%%
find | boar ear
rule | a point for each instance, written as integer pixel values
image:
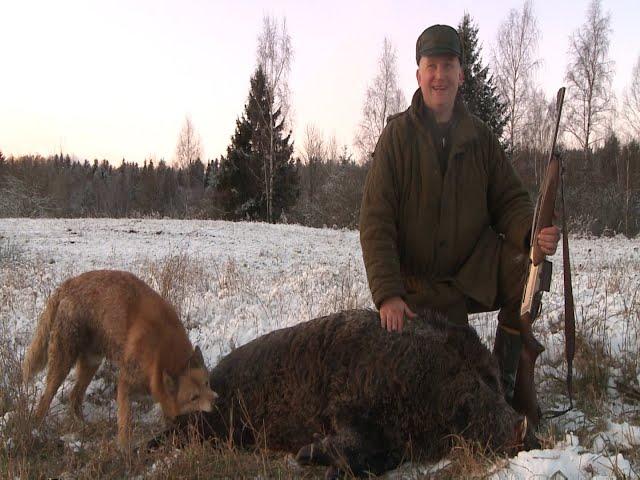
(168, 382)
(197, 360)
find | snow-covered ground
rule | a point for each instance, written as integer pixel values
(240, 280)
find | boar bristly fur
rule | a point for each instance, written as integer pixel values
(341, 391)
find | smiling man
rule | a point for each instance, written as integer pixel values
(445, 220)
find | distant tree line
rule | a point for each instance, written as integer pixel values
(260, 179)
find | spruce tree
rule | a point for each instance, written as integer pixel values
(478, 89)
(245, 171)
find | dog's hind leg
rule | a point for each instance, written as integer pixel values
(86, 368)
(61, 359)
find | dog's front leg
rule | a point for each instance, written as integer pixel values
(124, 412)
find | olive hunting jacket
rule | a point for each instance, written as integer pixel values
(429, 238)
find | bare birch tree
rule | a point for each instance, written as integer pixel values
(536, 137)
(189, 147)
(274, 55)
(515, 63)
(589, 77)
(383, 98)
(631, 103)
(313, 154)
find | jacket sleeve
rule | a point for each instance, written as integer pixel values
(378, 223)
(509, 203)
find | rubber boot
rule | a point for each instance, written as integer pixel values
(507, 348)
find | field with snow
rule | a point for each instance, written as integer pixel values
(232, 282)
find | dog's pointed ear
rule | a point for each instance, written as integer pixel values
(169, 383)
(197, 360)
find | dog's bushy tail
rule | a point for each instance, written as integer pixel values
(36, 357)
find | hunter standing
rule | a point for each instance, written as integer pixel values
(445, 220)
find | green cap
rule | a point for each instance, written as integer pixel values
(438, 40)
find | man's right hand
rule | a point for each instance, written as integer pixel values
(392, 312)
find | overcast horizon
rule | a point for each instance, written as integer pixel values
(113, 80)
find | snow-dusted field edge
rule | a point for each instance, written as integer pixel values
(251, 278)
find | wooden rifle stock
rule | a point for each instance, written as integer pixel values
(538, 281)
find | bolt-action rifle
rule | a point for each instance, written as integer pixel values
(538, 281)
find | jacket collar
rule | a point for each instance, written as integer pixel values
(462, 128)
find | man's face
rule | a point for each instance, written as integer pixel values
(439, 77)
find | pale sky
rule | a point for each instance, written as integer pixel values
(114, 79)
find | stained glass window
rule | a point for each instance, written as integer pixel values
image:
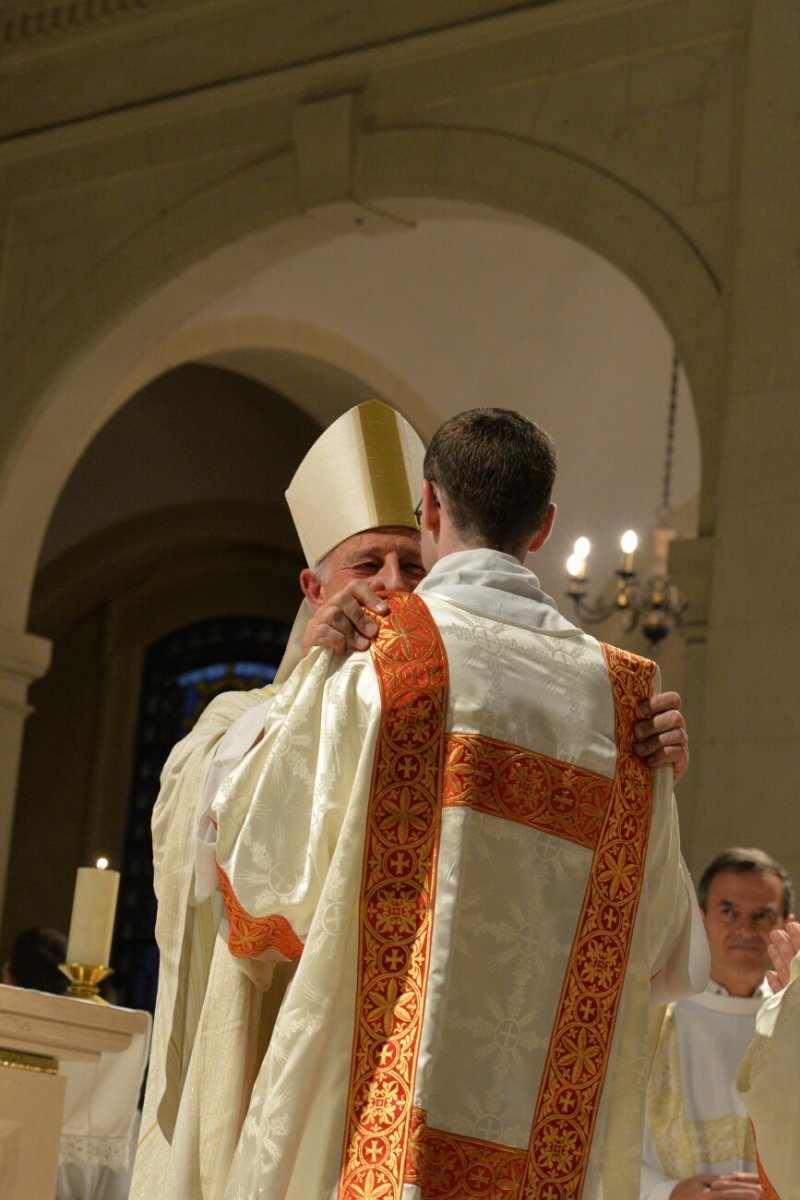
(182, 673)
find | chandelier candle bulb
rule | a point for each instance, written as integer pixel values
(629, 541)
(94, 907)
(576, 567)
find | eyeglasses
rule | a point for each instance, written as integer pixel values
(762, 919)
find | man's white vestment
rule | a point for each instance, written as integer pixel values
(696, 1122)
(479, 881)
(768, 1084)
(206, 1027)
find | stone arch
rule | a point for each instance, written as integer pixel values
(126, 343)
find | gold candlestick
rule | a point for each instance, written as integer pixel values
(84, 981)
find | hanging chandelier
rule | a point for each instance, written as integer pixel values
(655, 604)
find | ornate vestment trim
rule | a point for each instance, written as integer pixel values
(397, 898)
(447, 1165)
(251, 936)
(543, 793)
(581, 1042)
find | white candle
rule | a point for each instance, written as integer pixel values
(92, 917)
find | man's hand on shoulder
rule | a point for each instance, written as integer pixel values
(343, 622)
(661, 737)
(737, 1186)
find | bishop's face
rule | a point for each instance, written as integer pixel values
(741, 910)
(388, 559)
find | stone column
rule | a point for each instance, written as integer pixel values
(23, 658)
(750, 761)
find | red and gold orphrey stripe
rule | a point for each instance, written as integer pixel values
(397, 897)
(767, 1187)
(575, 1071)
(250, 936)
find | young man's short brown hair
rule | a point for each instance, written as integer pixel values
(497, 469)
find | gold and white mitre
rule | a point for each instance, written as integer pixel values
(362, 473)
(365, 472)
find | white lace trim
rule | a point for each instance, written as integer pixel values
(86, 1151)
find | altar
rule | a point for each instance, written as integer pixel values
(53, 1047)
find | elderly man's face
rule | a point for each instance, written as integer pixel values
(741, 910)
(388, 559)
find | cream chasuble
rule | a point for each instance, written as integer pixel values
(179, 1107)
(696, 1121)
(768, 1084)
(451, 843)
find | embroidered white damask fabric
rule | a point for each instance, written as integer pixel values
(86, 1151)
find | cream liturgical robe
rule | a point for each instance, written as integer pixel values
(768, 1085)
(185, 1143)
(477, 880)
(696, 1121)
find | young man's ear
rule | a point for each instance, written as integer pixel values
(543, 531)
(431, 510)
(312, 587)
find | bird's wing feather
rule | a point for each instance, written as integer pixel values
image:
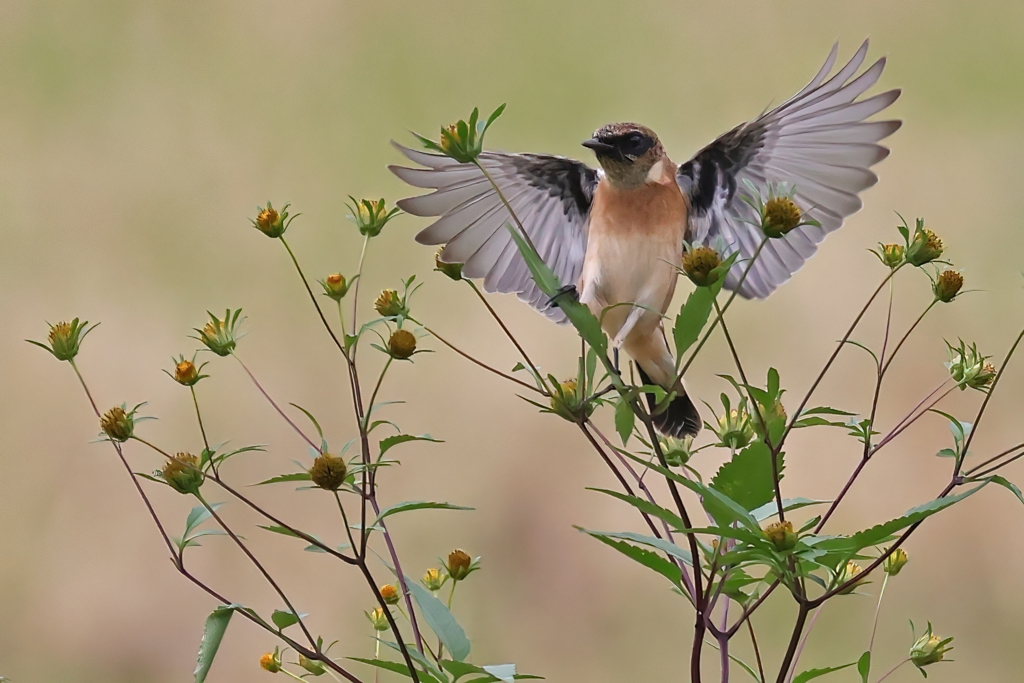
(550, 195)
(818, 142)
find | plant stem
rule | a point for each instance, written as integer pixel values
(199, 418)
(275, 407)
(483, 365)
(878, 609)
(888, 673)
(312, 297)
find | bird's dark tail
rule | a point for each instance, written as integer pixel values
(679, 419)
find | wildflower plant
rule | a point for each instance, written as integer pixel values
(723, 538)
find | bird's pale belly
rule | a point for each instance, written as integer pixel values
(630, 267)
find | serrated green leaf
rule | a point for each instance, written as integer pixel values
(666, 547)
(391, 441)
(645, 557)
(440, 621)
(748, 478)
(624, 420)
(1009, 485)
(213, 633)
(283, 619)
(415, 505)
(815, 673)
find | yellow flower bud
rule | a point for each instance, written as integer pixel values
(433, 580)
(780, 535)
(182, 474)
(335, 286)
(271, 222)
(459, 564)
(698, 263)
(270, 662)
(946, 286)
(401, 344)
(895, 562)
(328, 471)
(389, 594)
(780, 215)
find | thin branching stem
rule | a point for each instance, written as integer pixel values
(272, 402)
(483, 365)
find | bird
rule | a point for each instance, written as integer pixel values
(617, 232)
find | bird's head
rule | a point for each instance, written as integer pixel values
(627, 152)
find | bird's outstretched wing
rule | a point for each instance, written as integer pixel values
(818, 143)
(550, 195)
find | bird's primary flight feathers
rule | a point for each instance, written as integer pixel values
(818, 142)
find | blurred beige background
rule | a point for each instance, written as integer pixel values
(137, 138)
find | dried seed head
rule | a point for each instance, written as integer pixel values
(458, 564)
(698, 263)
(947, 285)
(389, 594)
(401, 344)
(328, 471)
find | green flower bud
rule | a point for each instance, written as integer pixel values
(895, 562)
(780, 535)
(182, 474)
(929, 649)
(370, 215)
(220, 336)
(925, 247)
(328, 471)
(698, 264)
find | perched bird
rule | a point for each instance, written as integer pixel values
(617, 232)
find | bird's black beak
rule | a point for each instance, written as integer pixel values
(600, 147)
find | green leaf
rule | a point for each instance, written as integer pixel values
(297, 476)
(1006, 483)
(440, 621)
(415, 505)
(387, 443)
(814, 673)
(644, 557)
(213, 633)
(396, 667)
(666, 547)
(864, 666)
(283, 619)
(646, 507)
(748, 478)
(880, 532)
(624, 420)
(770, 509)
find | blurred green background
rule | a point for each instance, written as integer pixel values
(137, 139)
%%
**What you have to do:** Transcribe the listing above verbatim. Omit the pictures.

**Response:**
find | boar ear
rule | a point for each instance, written as integer pixel values
image:
(168, 382)
(197, 360)
find | snow-covered ground
rule | a point for each instance, written as integer pixel values
(240, 280)
find | boar bristly fur
rule | a point for each instance, written as integer pixel values
(341, 391)
find | smiling man
rule | a point for each instance, written as integer pixel values
(445, 220)
find | distant tree line
rule | a point for each instance, written as integer pixel values
(260, 179)
find | spruce tree
rule | a point for each instance, written as integer pixel values
(478, 89)
(245, 171)
find | dog's hind leg
rule | a point for each instance, written as integer pixel values
(86, 368)
(61, 359)
find | dog's front leg
rule | a point for each instance, written as integer pixel values
(124, 412)
find | olive hunting jacket
rule | a point for each instance, written as integer pixel values
(429, 238)
find | bare birch tree
rule | a point for each instance, written as integer pixel values
(536, 137)
(189, 147)
(274, 55)
(515, 63)
(589, 77)
(383, 98)
(631, 103)
(313, 154)
find | jacket sleeve
rule | a point for each instance, written as integer pixel values
(378, 223)
(509, 203)
find | rubber boot
rule | a point for each instance, written as integer pixel values
(507, 348)
find | field with snow
rule | a point for each instance, written as integer pixel values
(232, 282)
find | dog's pointed ear
rule | a point for each instance, written as integer pixel values
(169, 383)
(197, 360)
find | dog's bushy tail
rule | a point for each instance, written as integer pixel values
(36, 357)
find | hunter standing
rule | a point for each instance, written as integer pixel values
(445, 220)
find | green cap
rule | a point for each instance, written as integer pixel values
(438, 40)
find | man's right hand
rule | a point for each instance, written as integer pixel values
(392, 312)
find | overcast horizon
rule | a point for each instance, written as integer pixel values
(113, 80)
find | snow-dusted field edge
rule | a point for each instance, written as integer pixel values
(251, 278)
find | wooden rifle stock
rule | a point for each instance, written as integer pixel values
(538, 281)
find | bolt-action rifle
rule | a point for each instance, written as integer pixel values
(538, 281)
find | jacket collar
rule | a point for each instance, written as integer pixel values
(462, 128)
find | man's face
rule | a point for each instance, written as integer pixel values
(439, 77)
find | pale sky
rule | a point for each instance, written as integer pixel values
(114, 79)
find | stained glass window
rule | a point for each instance, written as integer pixel values
image:
(182, 673)
find | chandelier candle bulb
rule | a point for each instance, written as integer pixel values
(629, 541)
(94, 907)
(576, 567)
find | eyeglasses
rule | a point for each instance, written as integer pixel values
(762, 919)
find | man's white vestment
rule | a point for each instance, written as integer pixel values
(696, 1122)
(479, 881)
(768, 1084)
(206, 1027)
find | stone arch
rule | a point for each instance, written as integer pixel values
(126, 343)
find | gold candlestick
rule | a point for each instance, written as integer pixel values
(84, 981)
find | hanging chandelier
rule | a point for each instance, written as integer pixel values
(655, 604)
find | ornate vestment trim
rule | a point for each instance, written as integer pixel values
(397, 898)
(447, 1165)
(251, 936)
(543, 793)
(581, 1042)
find | white candle
rule | a point for each instance, written as integer pixel values
(92, 917)
find | man's hand on shoulder
rule | a point for each instance, written as integer pixel values
(343, 622)
(661, 737)
(737, 1186)
find | bishop's face
rule | a point for each instance, written as integer pixel values
(741, 910)
(388, 559)
find | stone column
rule | a point for each instance, written as integer pixel values
(23, 658)
(750, 761)
find | red and gold orphrey stripe
rule | a point for each instance, written as integer pixel values
(397, 897)
(767, 1187)
(575, 1071)
(250, 936)
find | young man's short brown hair
rule | a point for each instance, written as integer pixel values
(497, 469)
find | gold and white mitre
rule | a point for each instance, written as integer pixel values
(362, 473)
(365, 472)
find | white lace trim
rule | a point for each instance, written as integer pixel values
(86, 1151)
find | altar
rule | a point for each instance, written as integer pixel values
(53, 1047)
find | elderly man's face
rule | a point for each instance, written as integer pixel values
(741, 910)
(388, 559)
find | cream chasuble
rule | a point for each instance, written as integer pixel values
(179, 1107)
(696, 1121)
(768, 1084)
(451, 843)
find | embroidered white damask fabric
rule | a point for each instance, written as integer pixel values
(86, 1151)
find | cream liturgical robe
rule | a point for each instance, written as integer pixel values
(768, 1085)
(185, 1143)
(477, 880)
(696, 1121)
find | young man's ear
rule | a point for each instance, written as integer pixel values
(543, 531)
(431, 510)
(312, 587)
find | bird's wing feather
rule | a point for each instance, written as integer pixel values
image:
(550, 195)
(818, 142)
find | plant stem
rule | a point for each instance, written as integer pixel values
(199, 418)
(275, 407)
(483, 365)
(878, 609)
(888, 673)
(312, 297)
find | bird's dark tail
rule | a point for each instance, written as integer pixel values
(679, 419)
find | wildflower plant
rule | a point for each instance, written as integer pixel values
(723, 538)
find | bird's pale belly
rule | a point for each instance, written as integer pixel values
(630, 267)
find | serrated green leaf
rule | a point for each instance, written as integer pixel values
(666, 547)
(391, 441)
(645, 557)
(440, 621)
(748, 478)
(624, 420)
(1009, 485)
(213, 633)
(283, 619)
(415, 505)
(815, 673)
find | yellow flower bud
rule | a point for each instance, written as integer pixel values
(433, 580)
(780, 535)
(182, 474)
(335, 286)
(271, 222)
(459, 564)
(698, 263)
(270, 662)
(946, 286)
(401, 344)
(895, 562)
(328, 471)
(389, 594)
(780, 215)
find | thin branching stem
rule | a point for each instance, written as integer pixel values
(272, 402)
(483, 365)
find | bird
rule | a point for each instance, written as integer pixel values
(617, 232)
find | bird's head
rule | a point for each instance, written as integer pixel values
(627, 152)
find | bird's outstretched wing
rule | a point for each instance, written as integer pixel values
(818, 143)
(550, 195)
find | bird's primary flight feathers
rule | a point for each instance, written as integer pixel values
(818, 142)
find | blurred beige background
rule | a point for each instance, written as integer pixel values
(137, 138)
find | dried seed head
rule | a point for each instance, written as integer pixel values
(458, 564)
(698, 263)
(947, 285)
(389, 594)
(401, 344)
(328, 471)
find | green flower bud
rule | a point for each instance, written as integer pixel values
(895, 562)
(780, 535)
(182, 474)
(929, 649)
(370, 215)
(220, 336)
(925, 247)
(328, 471)
(698, 264)
find | perched bird
rule | a point for each instance, written as integer pixel values
(617, 232)
find | bird's black beak
rule | a point for each instance, written as integer pixel values
(600, 147)
find | green leaf
rule | a point for each instance, written as integer pixel values
(297, 476)
(1006, 483)
(440, 621)
(415, 505)
(387, 443)
(814, 673)
(644, 557)
(213, 633)
(396, 667)
(666, 547)
(864, 666)
(283, 619)
(646, 507)
(748, 478)
(880, 532)
(624, 420)
(770, 509)
find | blurred green background
rule | a point for each instance, written as integer pixel values
(137, 139)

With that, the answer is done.